PROBLEM:
In the entries that follow, identify the line containing "Every instance of the blue sunglasses" and return it together with all later lines, exactly as they appear.

□ □ □ □ □ □ □

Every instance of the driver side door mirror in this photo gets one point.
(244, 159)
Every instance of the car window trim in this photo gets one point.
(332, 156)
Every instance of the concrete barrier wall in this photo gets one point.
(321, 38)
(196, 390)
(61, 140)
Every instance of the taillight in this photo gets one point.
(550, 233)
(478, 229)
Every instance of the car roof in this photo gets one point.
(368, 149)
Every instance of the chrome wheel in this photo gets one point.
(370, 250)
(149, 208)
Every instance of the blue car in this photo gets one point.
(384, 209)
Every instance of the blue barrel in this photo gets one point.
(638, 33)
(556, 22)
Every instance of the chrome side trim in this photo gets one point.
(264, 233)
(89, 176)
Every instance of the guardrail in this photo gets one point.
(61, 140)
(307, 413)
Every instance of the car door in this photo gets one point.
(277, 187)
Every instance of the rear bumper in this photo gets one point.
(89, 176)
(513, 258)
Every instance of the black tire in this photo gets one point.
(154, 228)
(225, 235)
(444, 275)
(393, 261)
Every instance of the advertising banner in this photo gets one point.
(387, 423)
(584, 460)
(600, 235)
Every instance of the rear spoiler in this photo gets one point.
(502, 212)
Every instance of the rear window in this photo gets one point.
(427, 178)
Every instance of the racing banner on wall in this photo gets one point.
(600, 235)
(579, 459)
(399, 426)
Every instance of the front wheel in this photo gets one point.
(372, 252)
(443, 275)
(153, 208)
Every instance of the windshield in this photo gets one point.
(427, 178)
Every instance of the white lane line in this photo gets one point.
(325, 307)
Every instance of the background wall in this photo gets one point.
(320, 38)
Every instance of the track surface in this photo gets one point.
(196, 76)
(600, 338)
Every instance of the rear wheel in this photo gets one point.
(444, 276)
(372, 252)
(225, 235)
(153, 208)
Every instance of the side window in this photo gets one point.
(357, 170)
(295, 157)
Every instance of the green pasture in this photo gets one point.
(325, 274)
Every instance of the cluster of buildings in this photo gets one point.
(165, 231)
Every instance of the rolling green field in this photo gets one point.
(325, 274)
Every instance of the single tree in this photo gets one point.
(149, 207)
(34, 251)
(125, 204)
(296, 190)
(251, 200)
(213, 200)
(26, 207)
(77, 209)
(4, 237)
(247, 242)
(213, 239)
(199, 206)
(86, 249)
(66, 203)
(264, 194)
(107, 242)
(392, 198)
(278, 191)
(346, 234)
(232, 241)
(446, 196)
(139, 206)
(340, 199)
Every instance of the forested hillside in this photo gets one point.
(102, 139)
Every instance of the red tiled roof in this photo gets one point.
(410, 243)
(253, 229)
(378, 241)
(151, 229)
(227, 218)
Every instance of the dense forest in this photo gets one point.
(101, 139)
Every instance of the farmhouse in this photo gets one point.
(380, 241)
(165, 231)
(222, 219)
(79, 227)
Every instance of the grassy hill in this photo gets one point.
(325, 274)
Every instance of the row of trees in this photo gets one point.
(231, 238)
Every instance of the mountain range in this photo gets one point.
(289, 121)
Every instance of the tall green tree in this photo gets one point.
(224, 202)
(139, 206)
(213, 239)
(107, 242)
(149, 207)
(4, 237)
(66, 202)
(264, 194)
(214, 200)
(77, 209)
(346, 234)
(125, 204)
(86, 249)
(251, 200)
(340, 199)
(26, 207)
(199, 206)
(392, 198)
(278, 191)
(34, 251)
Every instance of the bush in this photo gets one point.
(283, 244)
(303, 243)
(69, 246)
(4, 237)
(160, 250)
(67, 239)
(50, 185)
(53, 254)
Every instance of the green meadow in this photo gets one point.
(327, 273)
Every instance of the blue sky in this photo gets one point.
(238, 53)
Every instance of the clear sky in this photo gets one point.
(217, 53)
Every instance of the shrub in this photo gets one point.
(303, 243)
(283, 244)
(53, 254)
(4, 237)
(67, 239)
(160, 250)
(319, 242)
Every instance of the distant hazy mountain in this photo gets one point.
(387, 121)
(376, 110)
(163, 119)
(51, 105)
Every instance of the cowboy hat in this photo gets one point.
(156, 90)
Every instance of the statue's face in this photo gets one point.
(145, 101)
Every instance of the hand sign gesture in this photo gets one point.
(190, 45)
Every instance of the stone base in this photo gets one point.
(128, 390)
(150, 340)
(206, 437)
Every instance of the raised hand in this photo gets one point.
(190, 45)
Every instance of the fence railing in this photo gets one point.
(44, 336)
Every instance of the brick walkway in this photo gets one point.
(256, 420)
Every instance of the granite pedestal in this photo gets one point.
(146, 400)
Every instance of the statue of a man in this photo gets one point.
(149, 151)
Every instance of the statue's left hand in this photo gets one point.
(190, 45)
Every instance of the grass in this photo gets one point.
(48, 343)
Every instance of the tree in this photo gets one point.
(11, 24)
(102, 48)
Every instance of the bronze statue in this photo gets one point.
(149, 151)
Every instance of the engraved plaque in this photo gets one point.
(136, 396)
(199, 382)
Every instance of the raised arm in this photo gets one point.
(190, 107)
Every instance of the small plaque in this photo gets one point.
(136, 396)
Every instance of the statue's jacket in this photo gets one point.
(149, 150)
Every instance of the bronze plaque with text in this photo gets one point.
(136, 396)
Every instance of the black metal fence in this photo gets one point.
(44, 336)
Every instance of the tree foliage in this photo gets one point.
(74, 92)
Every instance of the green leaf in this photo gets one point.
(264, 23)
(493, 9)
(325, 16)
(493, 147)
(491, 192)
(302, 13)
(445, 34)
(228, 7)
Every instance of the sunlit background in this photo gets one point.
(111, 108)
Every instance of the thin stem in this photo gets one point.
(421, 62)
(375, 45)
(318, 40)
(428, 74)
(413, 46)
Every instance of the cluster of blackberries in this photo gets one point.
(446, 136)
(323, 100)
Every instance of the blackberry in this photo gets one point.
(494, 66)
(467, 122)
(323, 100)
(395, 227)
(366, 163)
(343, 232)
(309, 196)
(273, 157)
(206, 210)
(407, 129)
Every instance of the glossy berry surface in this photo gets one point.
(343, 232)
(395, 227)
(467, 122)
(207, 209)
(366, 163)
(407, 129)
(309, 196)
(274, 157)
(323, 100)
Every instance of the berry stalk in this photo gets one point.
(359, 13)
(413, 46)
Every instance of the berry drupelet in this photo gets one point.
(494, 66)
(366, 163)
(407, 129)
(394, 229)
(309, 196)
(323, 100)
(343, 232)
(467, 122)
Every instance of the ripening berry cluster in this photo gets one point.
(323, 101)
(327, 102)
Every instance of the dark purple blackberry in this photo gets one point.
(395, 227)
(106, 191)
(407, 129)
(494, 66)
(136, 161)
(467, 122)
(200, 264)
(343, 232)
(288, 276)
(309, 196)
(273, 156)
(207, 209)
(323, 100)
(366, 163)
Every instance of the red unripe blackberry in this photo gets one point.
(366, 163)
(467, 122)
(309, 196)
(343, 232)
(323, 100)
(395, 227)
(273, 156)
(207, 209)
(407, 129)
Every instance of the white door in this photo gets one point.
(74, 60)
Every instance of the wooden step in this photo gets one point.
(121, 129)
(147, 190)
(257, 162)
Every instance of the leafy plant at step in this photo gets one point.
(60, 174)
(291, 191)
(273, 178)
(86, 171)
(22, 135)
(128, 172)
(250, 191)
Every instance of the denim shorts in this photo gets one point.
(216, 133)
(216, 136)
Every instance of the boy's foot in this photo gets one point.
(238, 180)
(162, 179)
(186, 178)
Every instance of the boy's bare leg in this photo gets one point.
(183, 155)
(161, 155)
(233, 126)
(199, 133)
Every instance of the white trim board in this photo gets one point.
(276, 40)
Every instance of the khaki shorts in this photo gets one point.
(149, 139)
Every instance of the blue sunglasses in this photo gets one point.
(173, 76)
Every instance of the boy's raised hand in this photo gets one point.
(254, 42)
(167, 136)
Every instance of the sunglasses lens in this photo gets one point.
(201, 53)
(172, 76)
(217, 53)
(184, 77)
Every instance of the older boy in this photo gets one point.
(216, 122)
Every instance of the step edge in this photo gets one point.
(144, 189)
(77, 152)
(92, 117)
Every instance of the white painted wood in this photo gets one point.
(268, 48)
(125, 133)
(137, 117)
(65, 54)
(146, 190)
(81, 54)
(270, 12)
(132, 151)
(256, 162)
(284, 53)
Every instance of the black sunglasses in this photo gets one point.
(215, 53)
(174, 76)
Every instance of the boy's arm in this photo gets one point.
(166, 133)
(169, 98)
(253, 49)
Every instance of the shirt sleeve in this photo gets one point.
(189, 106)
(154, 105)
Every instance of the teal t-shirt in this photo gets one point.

□ □ □ □ □ □ □

THE REPLY:
Every instance of the blue sunglasses in this photo gets one point.
(173, 76)
Every instance of the boy's raised hand in this photo gets one point.
(254, 42)
(167, 136)
Every instance of the sunglasses lens in this photo gets one point.
(201, 53)
(172, 76)
(217, 53)
(184, 77)
Every instance of the older boy in this photo gets one point.
(216, 122)
Every instance of the step edge in this photo gets one point.
(144, 189)
(77, 152)
(92, 117)
Every instance of the white painted wood in this photo gets one point.
(268, 48)
(125, 133)
(137, 117)
(65, 54)
(146, 190)
(81, 54)
(270, 12)
(132, 151)
(256, 162)
(284, 53)
Every instance of the black sunglasses in this photo gets one point.
(215, 53)
(174, 76)
Every instance of the boy's arm in this photo gets one point.
(166, 133)
(169, 98)
(253, 49)
Every instance of the shirt sleeve in this photo gets one point.
(189, 106)
(154, 105)
Every instance of the teal t-shirt in this photo gets one point.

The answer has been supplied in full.